# [Job]
Copy the material from the line with "Segment the flower" to the line with "81 136 L 97", changing "flower head" to "bloom" and keeping everything else the same. Leave the pictures out of your copy.

begin Material

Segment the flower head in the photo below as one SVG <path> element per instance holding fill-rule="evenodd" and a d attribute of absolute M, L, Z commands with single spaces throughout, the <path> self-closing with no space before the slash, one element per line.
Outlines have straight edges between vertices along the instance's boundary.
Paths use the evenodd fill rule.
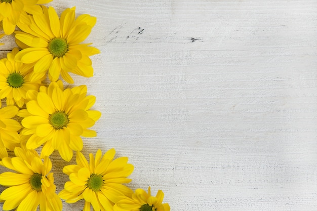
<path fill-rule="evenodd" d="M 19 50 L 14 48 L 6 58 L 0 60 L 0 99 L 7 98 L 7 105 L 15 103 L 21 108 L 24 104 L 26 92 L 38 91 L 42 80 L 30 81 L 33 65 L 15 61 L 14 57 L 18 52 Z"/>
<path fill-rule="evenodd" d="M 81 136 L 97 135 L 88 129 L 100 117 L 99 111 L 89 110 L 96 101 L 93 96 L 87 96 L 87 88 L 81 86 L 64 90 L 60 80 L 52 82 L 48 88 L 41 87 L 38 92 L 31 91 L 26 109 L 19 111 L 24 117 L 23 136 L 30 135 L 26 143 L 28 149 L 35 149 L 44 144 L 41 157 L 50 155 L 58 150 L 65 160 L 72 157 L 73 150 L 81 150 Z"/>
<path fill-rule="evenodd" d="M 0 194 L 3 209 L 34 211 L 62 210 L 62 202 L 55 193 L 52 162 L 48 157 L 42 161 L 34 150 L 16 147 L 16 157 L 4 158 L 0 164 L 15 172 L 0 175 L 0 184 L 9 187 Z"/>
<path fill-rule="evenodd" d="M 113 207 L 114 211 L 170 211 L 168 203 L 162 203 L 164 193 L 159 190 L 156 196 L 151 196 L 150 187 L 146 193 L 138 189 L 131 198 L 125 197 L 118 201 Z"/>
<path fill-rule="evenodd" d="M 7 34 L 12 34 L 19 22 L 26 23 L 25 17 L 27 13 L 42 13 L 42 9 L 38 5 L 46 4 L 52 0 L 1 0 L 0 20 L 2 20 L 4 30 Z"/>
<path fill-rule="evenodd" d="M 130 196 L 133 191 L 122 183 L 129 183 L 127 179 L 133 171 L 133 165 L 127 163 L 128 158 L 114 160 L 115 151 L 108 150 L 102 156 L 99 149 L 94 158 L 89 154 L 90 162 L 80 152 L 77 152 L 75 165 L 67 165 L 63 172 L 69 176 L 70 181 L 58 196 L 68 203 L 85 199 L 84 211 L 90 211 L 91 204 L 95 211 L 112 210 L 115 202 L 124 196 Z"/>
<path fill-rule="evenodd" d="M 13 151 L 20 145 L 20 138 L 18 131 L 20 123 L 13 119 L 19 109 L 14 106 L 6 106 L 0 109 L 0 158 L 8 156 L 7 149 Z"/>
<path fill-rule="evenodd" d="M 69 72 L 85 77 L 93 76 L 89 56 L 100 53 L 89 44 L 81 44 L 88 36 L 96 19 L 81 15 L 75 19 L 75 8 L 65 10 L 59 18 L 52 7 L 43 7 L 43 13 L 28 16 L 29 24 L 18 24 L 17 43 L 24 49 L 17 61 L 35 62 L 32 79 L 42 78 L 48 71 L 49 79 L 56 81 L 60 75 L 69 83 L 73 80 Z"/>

end Material
begin Material

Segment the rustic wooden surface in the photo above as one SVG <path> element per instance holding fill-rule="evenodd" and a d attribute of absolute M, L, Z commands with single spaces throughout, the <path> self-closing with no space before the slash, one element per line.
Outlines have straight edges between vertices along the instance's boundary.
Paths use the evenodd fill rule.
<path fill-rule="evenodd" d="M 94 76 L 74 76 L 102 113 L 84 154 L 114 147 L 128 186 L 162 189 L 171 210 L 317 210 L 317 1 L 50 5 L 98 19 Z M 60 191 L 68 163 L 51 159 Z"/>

end Material
begin Material

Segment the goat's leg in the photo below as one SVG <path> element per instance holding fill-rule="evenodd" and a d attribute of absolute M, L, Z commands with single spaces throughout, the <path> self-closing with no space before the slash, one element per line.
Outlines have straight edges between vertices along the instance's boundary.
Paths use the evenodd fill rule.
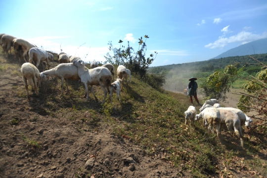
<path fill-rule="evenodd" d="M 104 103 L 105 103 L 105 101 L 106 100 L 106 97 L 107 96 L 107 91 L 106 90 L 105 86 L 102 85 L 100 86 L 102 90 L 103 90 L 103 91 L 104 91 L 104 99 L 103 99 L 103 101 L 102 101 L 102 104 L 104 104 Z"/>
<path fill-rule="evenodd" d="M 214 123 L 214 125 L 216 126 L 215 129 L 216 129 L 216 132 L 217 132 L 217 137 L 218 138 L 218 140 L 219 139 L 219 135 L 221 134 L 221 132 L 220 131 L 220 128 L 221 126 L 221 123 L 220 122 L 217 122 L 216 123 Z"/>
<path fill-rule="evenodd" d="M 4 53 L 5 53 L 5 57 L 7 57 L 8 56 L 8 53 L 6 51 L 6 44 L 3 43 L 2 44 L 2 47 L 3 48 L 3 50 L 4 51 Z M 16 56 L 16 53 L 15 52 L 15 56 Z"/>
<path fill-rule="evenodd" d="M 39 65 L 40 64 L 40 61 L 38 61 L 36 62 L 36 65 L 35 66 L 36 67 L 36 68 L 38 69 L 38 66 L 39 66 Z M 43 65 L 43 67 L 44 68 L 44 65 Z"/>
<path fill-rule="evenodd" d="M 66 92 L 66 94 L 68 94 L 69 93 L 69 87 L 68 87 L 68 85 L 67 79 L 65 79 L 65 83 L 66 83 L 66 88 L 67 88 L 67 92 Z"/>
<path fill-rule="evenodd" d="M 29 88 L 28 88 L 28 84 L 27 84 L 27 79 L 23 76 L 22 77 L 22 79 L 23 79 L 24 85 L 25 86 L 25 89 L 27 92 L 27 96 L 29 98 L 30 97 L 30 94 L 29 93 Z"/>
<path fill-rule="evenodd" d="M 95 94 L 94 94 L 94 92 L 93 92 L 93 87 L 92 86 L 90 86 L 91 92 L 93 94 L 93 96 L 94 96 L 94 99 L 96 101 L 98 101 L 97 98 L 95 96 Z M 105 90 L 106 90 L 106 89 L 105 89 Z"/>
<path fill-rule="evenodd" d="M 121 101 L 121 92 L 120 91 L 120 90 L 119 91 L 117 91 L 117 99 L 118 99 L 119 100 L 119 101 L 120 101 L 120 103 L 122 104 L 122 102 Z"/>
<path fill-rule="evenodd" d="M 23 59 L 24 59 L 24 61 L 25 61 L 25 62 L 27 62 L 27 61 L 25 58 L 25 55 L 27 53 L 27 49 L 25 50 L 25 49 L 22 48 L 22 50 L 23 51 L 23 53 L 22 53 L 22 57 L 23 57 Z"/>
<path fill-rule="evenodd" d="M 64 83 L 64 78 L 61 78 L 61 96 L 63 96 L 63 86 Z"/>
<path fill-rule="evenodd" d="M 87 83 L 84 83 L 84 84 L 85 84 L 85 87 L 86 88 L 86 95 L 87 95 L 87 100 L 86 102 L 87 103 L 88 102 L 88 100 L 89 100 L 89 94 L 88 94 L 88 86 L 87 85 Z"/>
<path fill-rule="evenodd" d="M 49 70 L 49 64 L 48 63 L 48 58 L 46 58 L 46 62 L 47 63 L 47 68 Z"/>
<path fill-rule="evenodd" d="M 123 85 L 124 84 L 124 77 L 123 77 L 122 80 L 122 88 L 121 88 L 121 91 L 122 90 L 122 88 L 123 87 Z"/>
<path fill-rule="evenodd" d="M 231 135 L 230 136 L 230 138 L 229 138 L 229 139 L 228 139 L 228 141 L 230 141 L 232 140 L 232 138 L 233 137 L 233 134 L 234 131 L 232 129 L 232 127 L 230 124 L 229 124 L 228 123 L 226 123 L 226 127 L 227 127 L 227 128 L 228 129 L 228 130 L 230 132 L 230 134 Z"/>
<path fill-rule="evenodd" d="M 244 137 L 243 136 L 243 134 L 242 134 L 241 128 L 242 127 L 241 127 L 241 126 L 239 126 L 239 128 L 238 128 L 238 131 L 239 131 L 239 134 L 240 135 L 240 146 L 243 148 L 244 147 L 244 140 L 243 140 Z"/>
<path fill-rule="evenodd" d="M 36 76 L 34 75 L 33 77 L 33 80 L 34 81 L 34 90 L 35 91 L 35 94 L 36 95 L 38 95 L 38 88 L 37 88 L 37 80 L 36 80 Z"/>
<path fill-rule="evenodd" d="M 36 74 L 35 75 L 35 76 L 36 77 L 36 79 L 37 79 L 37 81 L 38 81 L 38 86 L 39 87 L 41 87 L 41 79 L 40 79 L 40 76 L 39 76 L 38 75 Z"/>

end Material

# [Solution to the exercise]
Segment the bloom in the photo below as one SVG <path> element per instance holding fill-rule="evenodd" and a d attribute of absolute M, L, Z commands with single spaces throughout, the <path> self-closing with no space before the slash, one element per line.
Outlines have straight edges between vertices along the instance's boundary.
Paths use the evenodd fill rule.
<path fill-rule="evenodd" d="M 19 50 L 14 48 L 6 58 L 0 60 L 0 99 L 7 98 L 7 105 L 15 103 L 21 108 L 24 104 L 26 92 L 38 91 L 42 80 L 30 81 L 33 65 L 15 61 L 14 57 L 18 52 Z"/>
<path fill-rule="evenodd" d="M 81 136 L 97 135 L 88 129 L 100 117 L 99 111 L 89 110 L 96 101 L 93 96 L 87 96 L 87 88 L 81 86 L 64 90 L 60 80 L 52 82 L 48 88 L 41 87 L 38 92 L 31 91 L 26 109 L 19 111 L 24 117 L 23 136 L 30 135 L 26 143 L 28 149 L 35 149 L 44 144 L 41 157 L 50 155 L 58 150 L 65 160 L 72 157 L 73 150 L 81 150 Z"/>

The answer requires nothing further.